-------- SUPPLIED RECORDS
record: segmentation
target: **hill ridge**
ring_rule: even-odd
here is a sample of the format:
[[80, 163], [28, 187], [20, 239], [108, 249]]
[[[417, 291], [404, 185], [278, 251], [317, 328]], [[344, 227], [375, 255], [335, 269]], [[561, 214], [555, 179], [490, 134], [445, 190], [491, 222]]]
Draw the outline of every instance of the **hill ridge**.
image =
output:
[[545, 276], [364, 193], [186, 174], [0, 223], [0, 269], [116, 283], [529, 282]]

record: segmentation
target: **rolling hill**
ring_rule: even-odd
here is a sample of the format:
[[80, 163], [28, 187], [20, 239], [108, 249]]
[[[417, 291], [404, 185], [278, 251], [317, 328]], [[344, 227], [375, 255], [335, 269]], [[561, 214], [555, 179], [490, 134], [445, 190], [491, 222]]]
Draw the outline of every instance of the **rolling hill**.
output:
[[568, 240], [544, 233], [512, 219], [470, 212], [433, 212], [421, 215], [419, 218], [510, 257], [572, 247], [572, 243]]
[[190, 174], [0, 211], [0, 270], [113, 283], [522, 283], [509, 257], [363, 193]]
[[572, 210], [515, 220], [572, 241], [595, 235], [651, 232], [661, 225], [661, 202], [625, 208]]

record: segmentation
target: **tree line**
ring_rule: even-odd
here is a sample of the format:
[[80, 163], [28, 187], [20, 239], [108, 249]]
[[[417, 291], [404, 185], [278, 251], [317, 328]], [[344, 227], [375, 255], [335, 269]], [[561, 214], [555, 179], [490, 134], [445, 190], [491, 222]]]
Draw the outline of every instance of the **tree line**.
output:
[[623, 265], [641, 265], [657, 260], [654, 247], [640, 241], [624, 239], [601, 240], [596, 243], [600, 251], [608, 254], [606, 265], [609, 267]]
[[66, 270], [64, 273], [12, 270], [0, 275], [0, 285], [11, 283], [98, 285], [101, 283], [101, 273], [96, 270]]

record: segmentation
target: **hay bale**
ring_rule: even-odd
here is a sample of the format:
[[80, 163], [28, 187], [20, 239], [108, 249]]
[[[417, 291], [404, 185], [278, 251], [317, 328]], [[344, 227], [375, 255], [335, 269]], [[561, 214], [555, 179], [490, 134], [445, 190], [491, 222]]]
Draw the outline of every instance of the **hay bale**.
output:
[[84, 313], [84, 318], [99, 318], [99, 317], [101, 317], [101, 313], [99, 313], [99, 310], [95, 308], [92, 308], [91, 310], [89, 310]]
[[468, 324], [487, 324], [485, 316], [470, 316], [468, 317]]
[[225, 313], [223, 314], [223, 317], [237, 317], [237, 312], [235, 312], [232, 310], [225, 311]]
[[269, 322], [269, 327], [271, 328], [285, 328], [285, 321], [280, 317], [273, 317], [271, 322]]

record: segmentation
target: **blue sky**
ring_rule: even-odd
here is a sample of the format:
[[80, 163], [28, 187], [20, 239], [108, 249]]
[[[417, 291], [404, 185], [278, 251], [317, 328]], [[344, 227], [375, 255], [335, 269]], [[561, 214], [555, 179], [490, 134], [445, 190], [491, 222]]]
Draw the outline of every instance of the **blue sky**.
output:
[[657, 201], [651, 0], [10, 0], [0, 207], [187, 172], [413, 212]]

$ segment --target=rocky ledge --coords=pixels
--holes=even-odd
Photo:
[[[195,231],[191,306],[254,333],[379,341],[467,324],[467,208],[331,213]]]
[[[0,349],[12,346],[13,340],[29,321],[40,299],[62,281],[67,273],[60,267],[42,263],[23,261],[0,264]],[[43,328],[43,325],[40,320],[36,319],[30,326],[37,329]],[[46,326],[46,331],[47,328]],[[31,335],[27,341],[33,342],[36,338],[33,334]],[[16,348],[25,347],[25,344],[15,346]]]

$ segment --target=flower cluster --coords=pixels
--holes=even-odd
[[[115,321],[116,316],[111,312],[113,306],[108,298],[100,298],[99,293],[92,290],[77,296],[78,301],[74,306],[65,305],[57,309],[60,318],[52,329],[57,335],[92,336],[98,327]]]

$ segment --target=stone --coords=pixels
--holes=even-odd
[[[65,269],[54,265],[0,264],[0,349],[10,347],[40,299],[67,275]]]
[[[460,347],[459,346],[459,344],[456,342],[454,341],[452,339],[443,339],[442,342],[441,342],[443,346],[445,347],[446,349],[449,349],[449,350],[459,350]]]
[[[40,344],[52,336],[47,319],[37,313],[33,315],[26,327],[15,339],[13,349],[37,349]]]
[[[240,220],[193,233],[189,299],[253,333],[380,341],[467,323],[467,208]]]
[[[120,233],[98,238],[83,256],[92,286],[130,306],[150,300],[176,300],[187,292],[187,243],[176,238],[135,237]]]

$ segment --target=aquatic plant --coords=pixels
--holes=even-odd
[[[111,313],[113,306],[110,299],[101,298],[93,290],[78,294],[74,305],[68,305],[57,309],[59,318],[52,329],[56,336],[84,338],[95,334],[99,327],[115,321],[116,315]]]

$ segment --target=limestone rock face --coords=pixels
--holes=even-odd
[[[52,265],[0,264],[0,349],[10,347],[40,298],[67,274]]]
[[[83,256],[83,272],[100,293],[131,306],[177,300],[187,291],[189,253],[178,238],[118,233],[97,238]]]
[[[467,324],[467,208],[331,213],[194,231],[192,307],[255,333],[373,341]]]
----------------
-------- SUPPLIED RECORDS
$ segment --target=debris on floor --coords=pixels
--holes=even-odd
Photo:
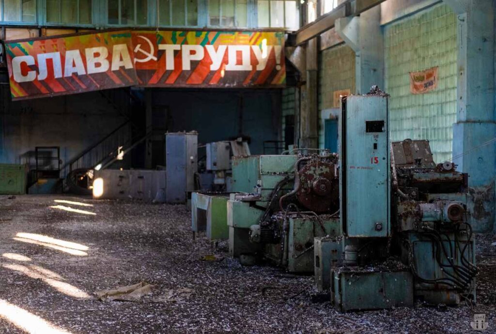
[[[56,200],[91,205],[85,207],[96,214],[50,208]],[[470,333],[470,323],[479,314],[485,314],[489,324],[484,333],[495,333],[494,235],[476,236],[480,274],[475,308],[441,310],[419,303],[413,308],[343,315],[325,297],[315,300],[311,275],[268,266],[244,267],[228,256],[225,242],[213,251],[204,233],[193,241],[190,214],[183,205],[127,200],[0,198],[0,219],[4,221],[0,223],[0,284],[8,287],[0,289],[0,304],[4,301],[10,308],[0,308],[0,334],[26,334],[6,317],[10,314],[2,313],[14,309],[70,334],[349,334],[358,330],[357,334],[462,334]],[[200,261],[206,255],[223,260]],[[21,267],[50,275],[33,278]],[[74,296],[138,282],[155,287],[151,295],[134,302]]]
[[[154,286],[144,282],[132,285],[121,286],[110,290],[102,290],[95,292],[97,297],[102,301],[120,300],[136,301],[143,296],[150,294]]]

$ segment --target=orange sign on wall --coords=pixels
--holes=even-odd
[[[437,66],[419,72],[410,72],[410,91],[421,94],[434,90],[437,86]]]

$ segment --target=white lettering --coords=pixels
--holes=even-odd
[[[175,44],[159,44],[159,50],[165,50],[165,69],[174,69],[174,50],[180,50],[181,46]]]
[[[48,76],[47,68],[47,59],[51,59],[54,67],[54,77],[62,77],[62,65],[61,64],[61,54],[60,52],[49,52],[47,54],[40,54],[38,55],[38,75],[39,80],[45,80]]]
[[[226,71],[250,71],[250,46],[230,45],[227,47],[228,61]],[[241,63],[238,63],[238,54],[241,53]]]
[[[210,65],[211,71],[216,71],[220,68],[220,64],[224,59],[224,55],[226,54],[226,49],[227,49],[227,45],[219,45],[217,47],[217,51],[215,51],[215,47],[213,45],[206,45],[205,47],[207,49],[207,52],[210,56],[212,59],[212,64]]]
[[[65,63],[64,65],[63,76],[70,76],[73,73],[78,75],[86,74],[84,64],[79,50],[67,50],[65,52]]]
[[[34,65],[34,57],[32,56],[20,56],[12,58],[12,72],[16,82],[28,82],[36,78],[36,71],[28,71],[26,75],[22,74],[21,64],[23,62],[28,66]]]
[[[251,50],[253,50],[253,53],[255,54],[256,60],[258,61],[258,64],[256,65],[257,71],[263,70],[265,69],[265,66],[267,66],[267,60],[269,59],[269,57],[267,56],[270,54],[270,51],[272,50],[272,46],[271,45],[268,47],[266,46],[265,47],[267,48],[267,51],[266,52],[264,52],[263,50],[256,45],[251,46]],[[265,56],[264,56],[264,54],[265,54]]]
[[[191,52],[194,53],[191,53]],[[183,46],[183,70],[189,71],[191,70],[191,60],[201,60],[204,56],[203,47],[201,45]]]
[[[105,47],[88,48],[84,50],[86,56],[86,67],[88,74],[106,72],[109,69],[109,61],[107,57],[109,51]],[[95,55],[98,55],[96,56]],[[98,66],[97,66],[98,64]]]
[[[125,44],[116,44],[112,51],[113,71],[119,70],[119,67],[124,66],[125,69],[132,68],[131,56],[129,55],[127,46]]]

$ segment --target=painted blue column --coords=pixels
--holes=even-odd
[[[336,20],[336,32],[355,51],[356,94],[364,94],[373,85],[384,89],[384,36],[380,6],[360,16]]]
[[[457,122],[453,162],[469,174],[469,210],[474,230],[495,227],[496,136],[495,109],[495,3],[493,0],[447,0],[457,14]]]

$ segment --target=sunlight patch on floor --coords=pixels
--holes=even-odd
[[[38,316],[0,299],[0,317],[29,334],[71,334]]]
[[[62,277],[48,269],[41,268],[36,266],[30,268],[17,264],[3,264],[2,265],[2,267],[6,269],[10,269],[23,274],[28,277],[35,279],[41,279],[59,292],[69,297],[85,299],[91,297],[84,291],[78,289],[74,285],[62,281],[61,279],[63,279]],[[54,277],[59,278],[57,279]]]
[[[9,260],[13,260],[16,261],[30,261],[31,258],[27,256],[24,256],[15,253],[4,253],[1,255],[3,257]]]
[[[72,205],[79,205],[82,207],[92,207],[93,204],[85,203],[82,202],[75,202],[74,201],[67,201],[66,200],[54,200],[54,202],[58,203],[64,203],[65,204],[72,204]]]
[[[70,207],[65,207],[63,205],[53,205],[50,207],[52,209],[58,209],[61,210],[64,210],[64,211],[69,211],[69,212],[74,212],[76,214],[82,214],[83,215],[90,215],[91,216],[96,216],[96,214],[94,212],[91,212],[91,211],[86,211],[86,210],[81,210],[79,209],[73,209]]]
----------------
■ DIRECTIVE
State how many lines of the records contain the string "ridge", matching case exactly, and give only the number.

■ TASK ANSWER
2